(Records from a data collection)
──────────────────────────────
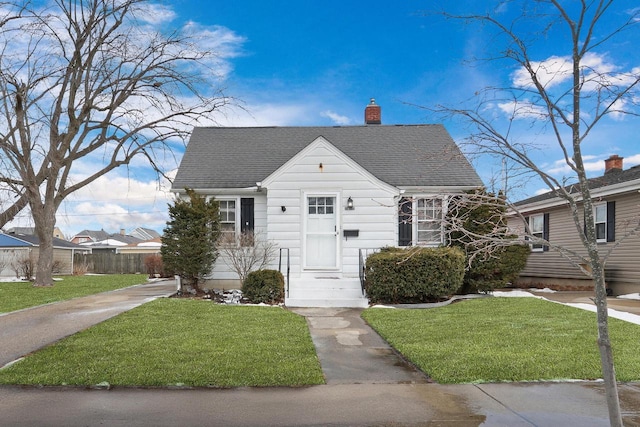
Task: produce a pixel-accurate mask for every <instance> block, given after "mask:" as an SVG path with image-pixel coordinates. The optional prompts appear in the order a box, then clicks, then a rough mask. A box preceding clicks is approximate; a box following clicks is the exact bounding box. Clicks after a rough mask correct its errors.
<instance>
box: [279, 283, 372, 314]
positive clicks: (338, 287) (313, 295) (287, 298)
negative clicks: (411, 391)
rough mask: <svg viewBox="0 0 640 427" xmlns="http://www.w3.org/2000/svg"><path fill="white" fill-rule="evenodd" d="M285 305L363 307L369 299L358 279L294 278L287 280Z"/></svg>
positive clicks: (368, 305) (329, 306) (305, 306)
mask: <svg viewBox="0 0 640 427" xmlns="http://www.w3.org/2000/svg"><path fill="white" fill-rule="evenodd" d="M284 303H285V305H286V306H287V307H350V308H356V307H357V308H365V307H368V306H369V300H368V299H367V298H366V297H364V296H363V295H362V289H361V287H360V279H357V278H355V279H351V278H347V279H345V278H296V279H291V280H290V282H289V295H288V296H287V297H286V298H285V302H284Z"/></svg>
──────────────────────────────
DIRECTIONS
Omit all pictures and repeat the rest of the records verbatim.

SOLUTION BELOW
Task: produce a pixel-accurate mask for every <instance> block, given after "mask:" as an SVG path with image-pixel coordinates. The optional prompts appear in the order a box, then clicks, then a rough mask. A box preceding clicks is approximate; a box following clicks is the exact bounding box. Clicks after a rough mask correct its errors.
<instance>
box: [279, 283, 372, 314]
positive clicks: (338, 287) (313, 295) (287, 298)
negative clicks: (411, 391)
rough mask: <svg viewBox="0 0 640 427" xmlns="http://www.w3.org/2000/svg"><path fill="white" fill-rule="evenodd" d="M285 305L363 307L369 299L358 279L294 278L287 280Z"/></svg>
positive clicks: (368, 305) (329, 306) (305, 306)
mask: <svg viewBox="0 0 640 427" xmlns="http://www.w3.org/2000/svg"><path fill="white" fill-rule="evenodd" d="M284 303H285V305H286V306H287V307H350V308H356V307H357V308H365V307H368V306H369V300H368V299H367V298H366V297H364V296H363V295H362V289H361V287H360V279H357V278H355V279H351V278H347V279H345V278H296V279H291V280H290V282H289V295H288V296H287V297H286V298H285V302H284Z"/></svg>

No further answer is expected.